— begin DATA RECORDS —

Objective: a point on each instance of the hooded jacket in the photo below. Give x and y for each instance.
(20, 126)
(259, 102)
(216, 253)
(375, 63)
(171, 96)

— end DATA RECORDS —

EXERCISE DESCRIPTION: Please quote the rows above word for word, with nothing changed.

TASK RESULT:
Objective: a point on each instance of the hooded jacket in the photo below. Give x and y for each instance.
(20, 126)
(259, 102)
(216, 253)
(375, 63)
(171, 96)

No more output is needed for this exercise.